▸ INSTRUCTIONS FOR THE TASK:
Gather every line below that contains the string "bank" and copy each one in full. Case counts when matching.

▸ DATA ROWS:
_ _ _ _

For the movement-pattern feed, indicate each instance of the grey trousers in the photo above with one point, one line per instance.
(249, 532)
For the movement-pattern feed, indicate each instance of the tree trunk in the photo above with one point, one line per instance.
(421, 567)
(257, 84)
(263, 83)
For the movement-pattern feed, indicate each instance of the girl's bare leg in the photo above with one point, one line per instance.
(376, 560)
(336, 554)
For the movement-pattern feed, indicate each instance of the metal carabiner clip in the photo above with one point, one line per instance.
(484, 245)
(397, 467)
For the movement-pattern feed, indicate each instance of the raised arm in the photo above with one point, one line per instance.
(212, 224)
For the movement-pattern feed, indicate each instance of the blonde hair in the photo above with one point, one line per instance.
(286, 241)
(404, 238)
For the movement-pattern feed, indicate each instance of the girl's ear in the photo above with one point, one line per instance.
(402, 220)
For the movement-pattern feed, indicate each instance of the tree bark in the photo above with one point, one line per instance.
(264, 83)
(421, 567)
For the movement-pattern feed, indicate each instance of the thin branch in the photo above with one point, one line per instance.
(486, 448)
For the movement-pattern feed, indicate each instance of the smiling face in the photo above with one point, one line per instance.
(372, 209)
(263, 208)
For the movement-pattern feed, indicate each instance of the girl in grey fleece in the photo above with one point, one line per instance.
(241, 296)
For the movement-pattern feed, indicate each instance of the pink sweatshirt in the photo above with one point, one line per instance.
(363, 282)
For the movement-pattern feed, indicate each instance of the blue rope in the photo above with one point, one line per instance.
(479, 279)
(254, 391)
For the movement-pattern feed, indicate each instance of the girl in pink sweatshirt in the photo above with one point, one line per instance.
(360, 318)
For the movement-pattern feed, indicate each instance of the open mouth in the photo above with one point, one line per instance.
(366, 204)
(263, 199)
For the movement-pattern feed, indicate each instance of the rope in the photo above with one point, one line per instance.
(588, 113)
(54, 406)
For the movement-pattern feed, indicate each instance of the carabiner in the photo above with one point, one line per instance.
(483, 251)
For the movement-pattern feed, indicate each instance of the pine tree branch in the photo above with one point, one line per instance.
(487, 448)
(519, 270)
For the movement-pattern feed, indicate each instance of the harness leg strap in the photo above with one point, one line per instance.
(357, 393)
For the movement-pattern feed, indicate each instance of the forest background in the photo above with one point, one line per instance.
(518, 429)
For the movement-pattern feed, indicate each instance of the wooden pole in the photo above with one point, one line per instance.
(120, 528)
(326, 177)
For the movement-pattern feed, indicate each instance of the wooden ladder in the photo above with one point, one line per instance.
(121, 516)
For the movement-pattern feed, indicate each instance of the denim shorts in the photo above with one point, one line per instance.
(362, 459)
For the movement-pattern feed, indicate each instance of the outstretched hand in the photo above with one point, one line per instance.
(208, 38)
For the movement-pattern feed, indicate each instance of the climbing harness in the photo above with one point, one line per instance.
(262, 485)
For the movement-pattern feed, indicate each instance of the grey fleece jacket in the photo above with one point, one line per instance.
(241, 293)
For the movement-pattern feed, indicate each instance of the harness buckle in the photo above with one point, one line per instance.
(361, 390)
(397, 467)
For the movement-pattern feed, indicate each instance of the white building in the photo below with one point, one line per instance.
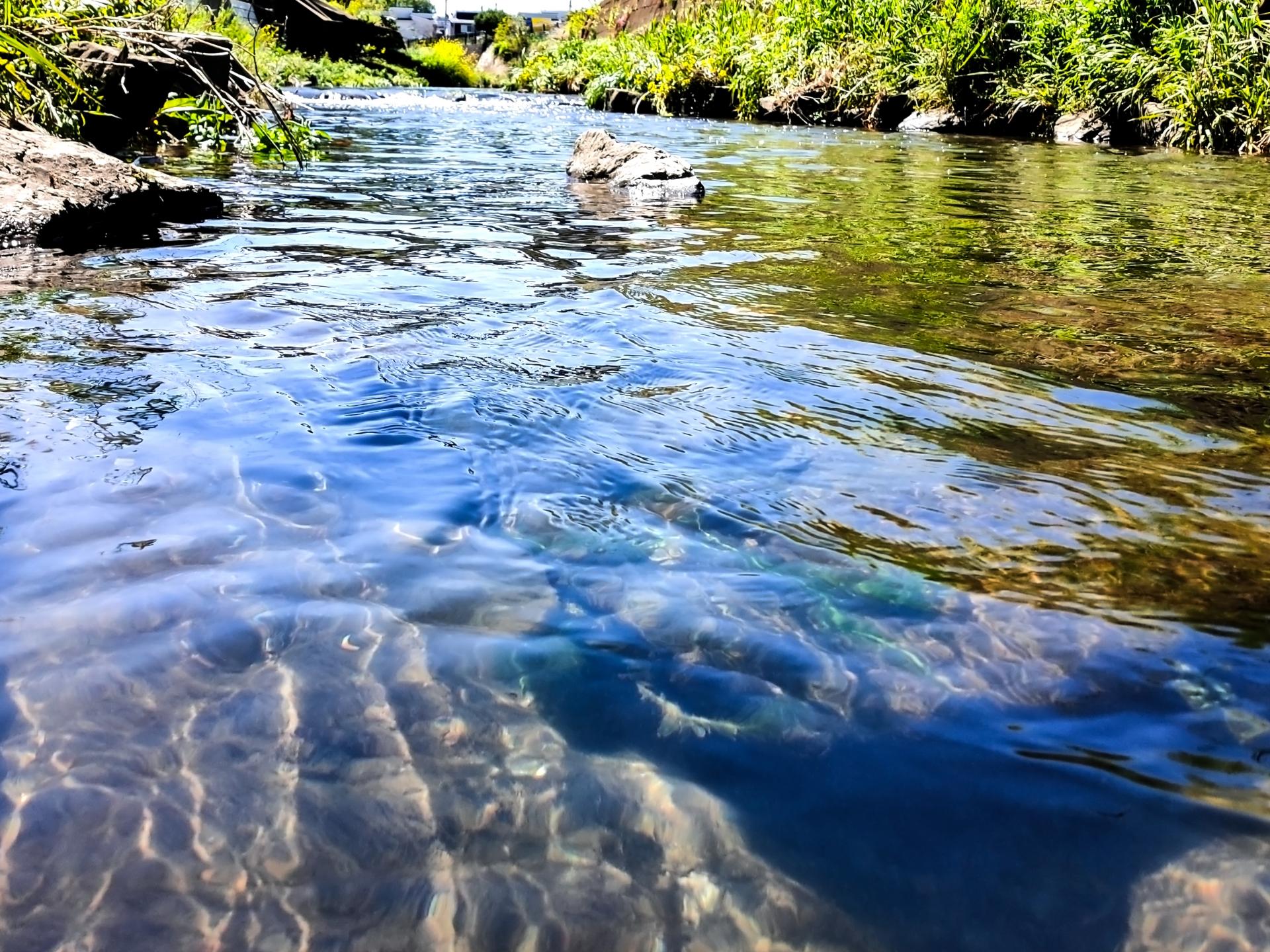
(417, 26)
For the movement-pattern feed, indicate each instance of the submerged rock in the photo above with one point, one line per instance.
(1081, 127)
(934, 121)
(640, 169)
(59, 193)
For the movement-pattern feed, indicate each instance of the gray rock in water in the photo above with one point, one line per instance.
(934, 121)
(640, 169)
(1081, 127)
(58, 193)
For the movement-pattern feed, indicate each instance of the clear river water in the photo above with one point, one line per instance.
(433, 555)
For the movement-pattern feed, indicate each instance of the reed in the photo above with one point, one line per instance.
(1194, 73)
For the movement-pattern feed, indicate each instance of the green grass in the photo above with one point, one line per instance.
(1191, 73)
(42, 85)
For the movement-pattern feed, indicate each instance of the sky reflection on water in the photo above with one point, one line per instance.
(431, 555)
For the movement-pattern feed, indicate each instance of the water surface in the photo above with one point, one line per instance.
(432, 555)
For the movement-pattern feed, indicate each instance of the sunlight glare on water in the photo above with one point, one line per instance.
(432, 555)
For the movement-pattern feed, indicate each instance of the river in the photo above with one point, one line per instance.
(432, 555)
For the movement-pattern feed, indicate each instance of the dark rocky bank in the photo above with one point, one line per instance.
(65, 194)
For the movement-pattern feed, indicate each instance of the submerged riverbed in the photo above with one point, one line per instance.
(436, 556)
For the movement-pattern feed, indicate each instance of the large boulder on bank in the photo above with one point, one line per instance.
(643, 171)
(931, 121)
(1081, 127)
(66, 194)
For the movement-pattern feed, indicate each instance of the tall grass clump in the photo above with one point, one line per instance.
(1188, 73)
(444, 63)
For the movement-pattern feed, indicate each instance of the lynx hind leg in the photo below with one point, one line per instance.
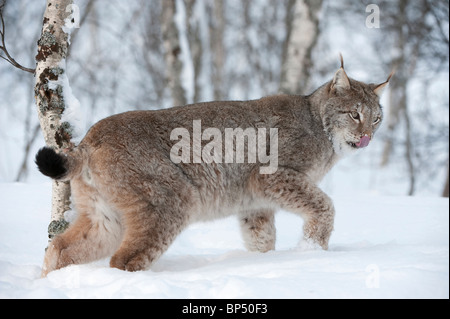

_ _ _ _

▸ TASK RESPONSE:
For the movement-pattern feed, indicate each instance of the dark rocky bank in the photo above with one point, one line per instance.
For the movement-pattern feed, indicate each instance of the large boulder on bank in the photo above with one point, one line per instance.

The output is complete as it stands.